[What is expected]:
Top to bottom, give the entries again exactly as written.

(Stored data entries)
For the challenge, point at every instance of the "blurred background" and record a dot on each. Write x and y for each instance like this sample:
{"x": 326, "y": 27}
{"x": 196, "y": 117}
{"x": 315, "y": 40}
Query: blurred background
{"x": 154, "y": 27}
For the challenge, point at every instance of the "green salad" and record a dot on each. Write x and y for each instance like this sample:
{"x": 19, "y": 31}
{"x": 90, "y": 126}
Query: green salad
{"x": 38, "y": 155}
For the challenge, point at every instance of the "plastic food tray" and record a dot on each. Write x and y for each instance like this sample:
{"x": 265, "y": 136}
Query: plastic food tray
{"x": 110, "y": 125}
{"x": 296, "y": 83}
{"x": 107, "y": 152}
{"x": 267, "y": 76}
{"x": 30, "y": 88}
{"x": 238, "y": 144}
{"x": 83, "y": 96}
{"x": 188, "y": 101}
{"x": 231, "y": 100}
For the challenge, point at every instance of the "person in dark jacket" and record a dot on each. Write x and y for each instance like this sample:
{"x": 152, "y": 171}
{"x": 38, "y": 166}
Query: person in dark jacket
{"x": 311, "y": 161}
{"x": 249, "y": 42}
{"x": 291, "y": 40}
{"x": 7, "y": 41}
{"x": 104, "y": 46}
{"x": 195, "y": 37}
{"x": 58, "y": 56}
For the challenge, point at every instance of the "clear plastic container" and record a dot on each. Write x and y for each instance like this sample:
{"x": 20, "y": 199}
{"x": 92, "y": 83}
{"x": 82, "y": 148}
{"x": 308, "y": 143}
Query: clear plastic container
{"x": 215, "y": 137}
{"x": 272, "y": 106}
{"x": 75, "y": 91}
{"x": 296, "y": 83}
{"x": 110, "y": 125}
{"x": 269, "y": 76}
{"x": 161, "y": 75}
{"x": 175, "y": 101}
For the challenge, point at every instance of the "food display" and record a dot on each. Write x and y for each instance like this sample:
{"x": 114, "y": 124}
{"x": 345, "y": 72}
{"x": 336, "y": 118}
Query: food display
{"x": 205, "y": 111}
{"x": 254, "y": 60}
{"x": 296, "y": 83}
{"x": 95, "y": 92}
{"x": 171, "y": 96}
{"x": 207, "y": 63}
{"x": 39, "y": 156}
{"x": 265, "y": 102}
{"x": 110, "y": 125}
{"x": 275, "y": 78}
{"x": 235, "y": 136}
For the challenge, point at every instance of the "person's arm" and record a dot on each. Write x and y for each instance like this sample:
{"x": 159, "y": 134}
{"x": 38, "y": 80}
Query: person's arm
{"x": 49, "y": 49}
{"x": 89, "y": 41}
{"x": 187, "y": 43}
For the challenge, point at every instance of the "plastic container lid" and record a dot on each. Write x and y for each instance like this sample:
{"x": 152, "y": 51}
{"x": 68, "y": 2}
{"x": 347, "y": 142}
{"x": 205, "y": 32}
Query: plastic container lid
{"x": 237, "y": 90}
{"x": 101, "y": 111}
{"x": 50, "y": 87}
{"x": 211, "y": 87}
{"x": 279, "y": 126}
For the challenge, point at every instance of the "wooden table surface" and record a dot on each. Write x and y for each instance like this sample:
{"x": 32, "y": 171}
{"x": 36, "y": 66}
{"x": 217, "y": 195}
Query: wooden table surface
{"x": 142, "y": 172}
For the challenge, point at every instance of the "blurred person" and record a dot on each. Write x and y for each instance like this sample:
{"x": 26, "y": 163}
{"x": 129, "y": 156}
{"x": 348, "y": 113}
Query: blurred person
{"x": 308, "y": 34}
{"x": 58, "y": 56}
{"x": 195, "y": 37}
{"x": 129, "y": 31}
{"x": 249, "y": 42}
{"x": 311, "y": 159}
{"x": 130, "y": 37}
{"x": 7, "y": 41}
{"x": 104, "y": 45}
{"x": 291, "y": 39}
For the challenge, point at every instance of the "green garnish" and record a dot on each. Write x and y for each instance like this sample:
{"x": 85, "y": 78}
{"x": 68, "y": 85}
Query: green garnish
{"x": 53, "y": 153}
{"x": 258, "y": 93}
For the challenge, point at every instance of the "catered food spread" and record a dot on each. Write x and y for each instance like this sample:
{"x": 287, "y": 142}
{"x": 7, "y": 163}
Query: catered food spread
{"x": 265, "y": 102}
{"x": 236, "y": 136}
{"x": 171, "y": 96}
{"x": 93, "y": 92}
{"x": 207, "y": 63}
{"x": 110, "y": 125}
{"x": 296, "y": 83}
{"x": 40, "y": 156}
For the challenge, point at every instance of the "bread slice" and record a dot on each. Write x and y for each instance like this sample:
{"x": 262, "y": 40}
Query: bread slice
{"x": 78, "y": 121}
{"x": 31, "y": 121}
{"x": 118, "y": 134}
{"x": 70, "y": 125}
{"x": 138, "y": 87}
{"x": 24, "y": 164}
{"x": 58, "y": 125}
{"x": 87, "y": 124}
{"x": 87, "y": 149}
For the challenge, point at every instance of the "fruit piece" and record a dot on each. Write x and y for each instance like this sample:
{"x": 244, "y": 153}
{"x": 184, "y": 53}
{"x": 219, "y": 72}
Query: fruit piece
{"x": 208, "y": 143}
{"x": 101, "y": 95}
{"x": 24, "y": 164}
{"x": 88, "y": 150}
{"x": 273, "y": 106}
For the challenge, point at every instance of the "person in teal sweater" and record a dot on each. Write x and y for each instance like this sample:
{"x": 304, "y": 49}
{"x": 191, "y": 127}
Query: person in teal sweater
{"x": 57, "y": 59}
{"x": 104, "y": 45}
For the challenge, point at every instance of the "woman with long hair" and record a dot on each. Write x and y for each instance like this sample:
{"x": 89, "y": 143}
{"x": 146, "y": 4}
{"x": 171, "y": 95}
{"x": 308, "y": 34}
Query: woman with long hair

[Task output]:
For the challenge, point at every instance of the "blurred background" and record a dot on each. Write x and y for each instance like this sample:
{"x": 326, "y": 27}
{"x": 196, "y": 117}
{"x": 315, "y": 40}
Query: blurred background
{"x": 154, "y": 27}
For the challenge, point at every instance of the "green salad" and record a dot on each. Write x and y for each instance like this sample:
{"x": 19, "y": 31}
{"x": 90, "y": 126}
Query: green salad
{"x": 38, "y": 155}
For the challenge, point at every instance of the "plastic food tray" and record a dot on each. Write x and y for each instance like this sample:
{"x": 265, "y": 136}
Query: plastic food tray
{"x": 110, "y": 125}
{"x": 296, "y": 83}
{"x": 107, "y": 152}
{"x": 267, "y": 76}
{"x": 30, "y": 88}
{"x": 238, "y": 144}
{"x": 83, "y": 96}
{"x": 188, "y": 101}
{"x": 231, "y": 100}
For the challenge, point at every instance of the "person in dark jacket" and record a dot on each. Write x and y for each instance like this sample:
{"x": 152, "y": 171}
{"x": 38, "y": 166}
Query: person in dark jacket
{"x": 311, "y": 161}
{"x": 249, "y": 42}
{"x": 291, "y": 40}
{"x": 7, "y": 41}
{"x": 104, "y": 46}
{"x": 195, "y": 37}
{"x": 58, "y": 56}
For the challenge, point at every instance of the "clear plastic container" and record a dot on each. Write x and y for each instance like this sample:
{"x": 20, "y": 199}
{"x": 92, "y": 83}
{"x": 82, "y": 148}
{"x": 308, "y": 143}
Query: clear plastic container
{"x": 215, "y": 137}
{"x": 272, "y": 106}
{"x": 75, "y": 91}
{"x": 296, "y": 83}
{"x": 110, "y": 125}
{"x": 269, "y": 76}
{"x": 161, "y": 75}
{"x": 175, "y": 101}
For the challenge, point at every instance of the "food display" and record a dot on each. Write x and y for each instance like this sample:
{"x": 114, "y": 124}
{"x": 345, "y": 72}
{"x": 336, "y": 118}
Query: food display
{"x": 205, "y": 111}
{"x": 254, "y": 60}
{"x": 296, "y": 83}
{"x": 95, "y": 92}
{"x": 171, "y": 96}
{"x": 207, "y": 63}
{"x": 39, "y": 156}
{"x": 265, "y": 102}
{"x": 110, "y": 125}
{"x": 275, "y": 78}
{"x": 235, "y": 136}
For the challenge, point at every instance of the "person's arm" and record a dot on each. Write x and y for each instance like this sample:
{"x": 159, "y": 134}
{"x": 38, "y": 80}
Query: person's arm
{"x": 49, "y": 49}
{"x": 89, "y": 41}
{"x": 187, "y": 43}
For the challenge, point at every instance of the "plastic container lid" and record a dot on each. Write x and y for each instance like this sample:
{"x": 152, "y": 51}
{"x": 68, "y": 2}
{"x": 347, "y": 142}
{"x": 205, "y": 32}
Query: plastic container lid
{"x": 237, "y": 90}
{"x": 101, "y": 111}
{"x": 50, "y": 87}
{"x": 211, "y": 87}
{"x": 279, "y": 126}
For the challenge, point at every instance of the "wooden table surface" and record a dot on each. Write x and y for each instance like this sample:
{"x": 32, "y": 171}
{"x": 36, "y": 66}
{"x": 217, "y": 195}
Query: wooden table surface
{"x": 142, "y": 172}
For the challenge, point at every instance of the "blurred person" and record a dot on each. Write x and y for each instance like this sample:
{"x": 26, "y": 163}
{"x": 129, "y": 156}
{"x": 348, "y": 113}
Query: blurred person
{"x": 308, "y": 34}
{"x": 58, "y": 56}
{"x": 195, "y": 37}
{"x": 129, "y": 31}
{"x": 249, "y": 42}
{"x": 311, "y": 159}
{"x": 130, "y": 37}
{"x": 7, "y": 41}
{"x": 104, "y": 45}
{"x": 291, "y": 39}
For the challenge, point at every instance of the "green garnish" and record a dot on each. Write x and y for each instance like this sample:
{"x": 85, "y": 78}
{"x": 68, "y": 85}
Query: green garnish
{"x": 53, "y": 153}
{"x": 258, "y": 93}
For the challenge, point at every instance of the "catered food spread" and record a dot on each. Write x and y for each instance like this sample:
{"x": 287, "y": 142}
{"x": 7, "y": 163}
Query: catered food spread
{"x": 265, "y": 102}
{"x": 236, "y": 136}
{"x": 171, "y": 96}
{"x": 93, "y": 92}
{"x": 207, "y": 63}
{"x": 110, "y": 125}
{"x": 296, "y": 83}
{"x": 40, "y": 156}
For the challenge, point at every instance of the "bread slice" and record a dot on each. Write x and y for each instance like this sample:
{"x": 262, "y": 40}
Query: bread slice
{"x": 78, "y": 121}
{"x": 31, "y": 121}
{"x": 118, "y": 134}
{"x": 70, "y": 125}
{"x": 138, "y": 87}
{"x": 24, "y": 164}
{"x": 58, "y": 125}
{"x": 87, "y": 124}
{"x": 87, "y": 149}
For the challenge, point at every instance of the "fruit piece" and record a dot on each. Write x and y for each instance like this sample:
{"x": 244, "y": 153}
{"x": 184, "y": 53}
{"x": 219, "y": 72}
Query: fruit piece
{"x": 208, "y": 143}
{"x": 101, "y": 95}
{"x": 24, "y": 164}
{"x": 88, "y": 150}
{"x": 273, "y": 106}
For the challenge, point at every instance of the "person in teal sweater" and record a dot on each. Write x and y for each instance like this sample:
{"x": 304, "y": 49}
{"x": 191, "y": 127}
Query: person in teal sweater
{"x": 57, "y": 59}
{"x": 104, "y": 45}
For the challenge, point at every instance of the "woman with long hair" and record a dot on each. Write x and y for each instance like this sample:
{"x": 89, "y": 143}
{"x": 146, "y": 4}
{"x": 171, "y": 95}
{"x": 308, "y": 34}
Query: woman with long hair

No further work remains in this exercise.